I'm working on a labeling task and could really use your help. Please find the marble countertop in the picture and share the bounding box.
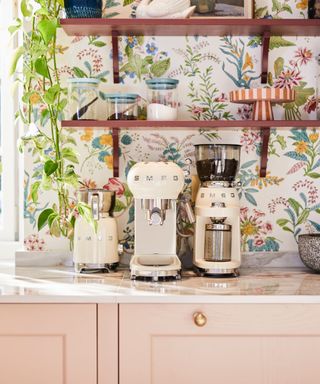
[0,261,320,303]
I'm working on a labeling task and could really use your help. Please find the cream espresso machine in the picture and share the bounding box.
[73,189,119,273]
[193,144,241,276]
[128,162,184,281]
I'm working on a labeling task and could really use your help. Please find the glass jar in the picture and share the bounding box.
[146,78,179,121]
[68,77,100,120]
[195,144,241,183]
[191,0,216,13]
[105,93,139,120]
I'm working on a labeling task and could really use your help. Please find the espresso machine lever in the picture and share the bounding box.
[128,162,184,281]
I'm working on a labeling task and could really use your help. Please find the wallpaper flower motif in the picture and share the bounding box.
[24,7,320,264]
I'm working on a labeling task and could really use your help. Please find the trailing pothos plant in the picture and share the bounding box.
[9,0,94,244]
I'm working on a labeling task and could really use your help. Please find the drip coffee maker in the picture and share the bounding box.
[128,162,184,281]
[193,144,241,276]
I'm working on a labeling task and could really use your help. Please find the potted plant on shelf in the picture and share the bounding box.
[9,0,94,250]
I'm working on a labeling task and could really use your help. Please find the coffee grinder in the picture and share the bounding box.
[193,144,241,276]
[128,162,184,281]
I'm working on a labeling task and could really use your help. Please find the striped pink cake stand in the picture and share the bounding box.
[230,88,296,120]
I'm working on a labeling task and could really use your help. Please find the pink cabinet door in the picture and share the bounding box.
[119,304,320,384]
[0,304,97,384]
[98,304,118,384]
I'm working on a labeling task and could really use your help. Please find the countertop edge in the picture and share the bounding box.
[0,295,320,305]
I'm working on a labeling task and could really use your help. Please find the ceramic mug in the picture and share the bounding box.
[64,0,102,18]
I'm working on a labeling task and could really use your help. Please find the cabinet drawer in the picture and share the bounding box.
[120,304,320,384]
[0,304,97,384]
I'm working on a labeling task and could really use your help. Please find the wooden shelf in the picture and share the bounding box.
[61,18,320,177]
[60,18,320,36]
[62,120,320,129]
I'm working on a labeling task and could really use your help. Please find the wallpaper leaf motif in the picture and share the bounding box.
[25,15,320,260]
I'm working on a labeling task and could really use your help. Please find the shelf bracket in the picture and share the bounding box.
[260,128,270,177]
[261,32,270,84]
[111,31,120,84]
[112,128,120,177]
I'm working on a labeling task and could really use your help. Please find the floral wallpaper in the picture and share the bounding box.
[24,0,320,266]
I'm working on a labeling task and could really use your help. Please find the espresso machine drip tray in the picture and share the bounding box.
[138,255,174,267]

━━━

» TASK DETAILS
Give all of the lines above again with "espresso machine" swapped for "coffee machine" and nothing else changed, and leave the pictures out.

» SOLUTION FOR THIS PROBLEM
I'm working on a labeling task and could really use your help. Please find the marble countertop in the picture and share the bounding box.
[0,261,320,303]
I'm working on a labeling task and could really use your help. Please find the cream coffee machine in the picture and share the bounding box.
[73,189,119,273]
[193,144,241,276]
[128,162,184,281]
I'm working on a labeling task and could really use your help. Please find the glass jar in the picture and share the bounding box.
[146,78,179,121]
[68,77,100,120]
[195,144,241,183]
[191,0,216,13]
[105,93,139,120]
I'm working on a labeling task and could really use your help. Please find the coffee machine lever in the picture and share the bounding box.
[128,162,184,281]
I'm working on a labeling task and could really use your help. Please find the wallpaper flower motif in the picture and share the bounding box.
[24,7,320,264]
I'm working on a labeling task and could really use your help. Please find the trailing pothos plant in the picture and share the bounding box.
[9,0,94,244]
I'm working on a labeling task and could really use your help. Please find the drip coffee maker in the picture and share the bounding box.
[128,162,184,281]
[193,144,241,276]
I'm working on a labeling task and could really use your help. Please find the potted plant on shelf in the picture and share the bounding box.
[9,0,94,250]
I'm working on a labeling task and could really use your help. Please find the coffee grinder in the picture and share the bounding box.
[193,144,241,276]
[128,162,184,281]
I'm working on a labeling task and could really use your help. Please find the striped pink cake stand in the picture and share the bounding box.
[230,88,296,120]
I'm working on a labeling task and could really use your help. Please find the pink cabinet door in the picture and share the bounding box.
[119,304,320,384]
[0,304,97,384]
[98,304,118,384]
I'm working on a labeling task and could really use your help. Please find the countertop edge in the picture and share the bounding box.
[0,295,320,305]
I'm working on a labeling task and could really use your help. Please find the ceramic mug in the picture and share the bounding box.
[64,0,102,18]
I'm working on a labeling task and could really use your help. Please find the cabinet drawer in the picture and share the bounding box.
[120,304,320,384]
[0,304,97,384]
I'm working on a labeling task and could really use your help. Please find the wooden shelf in the picture and share the bounding box.
[61,18,320,177]
[60,18,320,36]
[62,120,320,129]
I'm working on a labeling task and could really use your help. Please find the wallpaper leaf motif in the picture and share the bounding box.
[25,15,320,260]
I'm working on a labeling task and could really use your help. Please find the shelf bracket in the picture and share the bounding box.
[260,128,270,177]
[261,32,270,84]
[111,31,120,84]
[112,128,120,177]
I'm working on a labeling task and could really use your help. Please find the floral wallpaper in the picture and share the bounding box.
[24,0,320,266]
I'm working on a labeling task and could really use your help. Please find the coffee machine drip tray in the picture and share the bounding box.
[138,255,174,267]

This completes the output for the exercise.